TO DO.
1. In the ranked list of athletes, what award did Sean Elliott win in 1989?
2. Extend the ranked list of athletes, picking up after its final sentence.

BEGIN SOURCE DOCUMENT

But Bates made his career mark in the NFL, selected to the Pro Bowl for five consecutive seasons, 1996-2000, as a kick returner and coverage specialist. When he retired he held the NFL record for most kickoff return yards (9,110, with five touchdowns).
2. Sean Elliott. After leading Cholla High School to the 1985 state championship game, Elliott became a two-time consensus All-American, was the 1989 Wooden Award winner as the national player of the year and the cornerstone of the Arizona Wildcats basketball dynasty. His 12-year NBA career resulted in two All-Star Game appearances, one NBA title and 10,544 points.
3. Lacey Nymeyer. The 2009 NCAA Woman of the Year, twice the Pac-10 female Swimmer of the Year, and a silver medalist at the 2008 Beijing Olympics, Nymeyer, a Mountain View High grad, was a five-time NCAA champion in 2008 alone, leading the Arizona Wildcats to the national championship. In her UA career, she was a 19-time All-American.

END SOURCE DOCUMENT
BEGIN DATASET

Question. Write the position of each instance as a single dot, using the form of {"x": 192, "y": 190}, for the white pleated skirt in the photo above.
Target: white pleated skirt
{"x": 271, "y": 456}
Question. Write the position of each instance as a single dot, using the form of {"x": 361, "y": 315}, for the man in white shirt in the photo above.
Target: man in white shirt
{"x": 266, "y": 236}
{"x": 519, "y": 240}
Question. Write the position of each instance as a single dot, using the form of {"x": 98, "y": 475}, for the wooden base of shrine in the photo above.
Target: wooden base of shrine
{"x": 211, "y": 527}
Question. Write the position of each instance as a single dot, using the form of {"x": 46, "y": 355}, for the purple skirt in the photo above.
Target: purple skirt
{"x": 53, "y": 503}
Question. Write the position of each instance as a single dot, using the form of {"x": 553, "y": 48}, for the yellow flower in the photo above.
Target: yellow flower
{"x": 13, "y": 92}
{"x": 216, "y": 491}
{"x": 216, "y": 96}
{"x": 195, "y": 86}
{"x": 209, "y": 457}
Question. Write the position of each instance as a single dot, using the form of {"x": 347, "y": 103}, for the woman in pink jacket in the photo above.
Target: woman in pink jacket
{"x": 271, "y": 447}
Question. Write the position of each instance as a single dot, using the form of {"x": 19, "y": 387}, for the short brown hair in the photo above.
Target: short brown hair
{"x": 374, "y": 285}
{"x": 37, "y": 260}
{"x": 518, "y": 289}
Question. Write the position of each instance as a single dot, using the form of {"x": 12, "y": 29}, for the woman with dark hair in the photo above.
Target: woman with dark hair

END DATASET

EXPECTED RESULTS.
1. The Wooden Award as the national player of the year.

2.
4. Kerri Strug. By now you know the story: At the 1996 Atlanta Olympics, Strug, a graduate of Green Fields Country Day School, vaulted into history with an injured ankle, helped Team USA win the gold medal and instantly became the most heart-grabbing story of the '96 Games. From 1993-96, Strug was one of the three or four greatest gymnasts in the world.
5. Roger McCluskey. In the era of the Indy 500, when it was one of America's four great sporting events, McCluskey, from Tucson High, was a major player. In 17 starts at Indy, he was third in both 1962 and 1973, he won five national auto racing championships, 23 USAC sprint car races and 24 USAC stock car starts.
6. Tairia Flowers. She grew up Tairia Mims and attended Salpointe Catholic. The versatile softball player helped UCLA to the 2003 NCAA championship, was a two-time first-team All-American and then reached her career triumph as a key part of America's gold medal at the 2004 Athens Olympics and a silver medal at the 2008 Beijing Olympics.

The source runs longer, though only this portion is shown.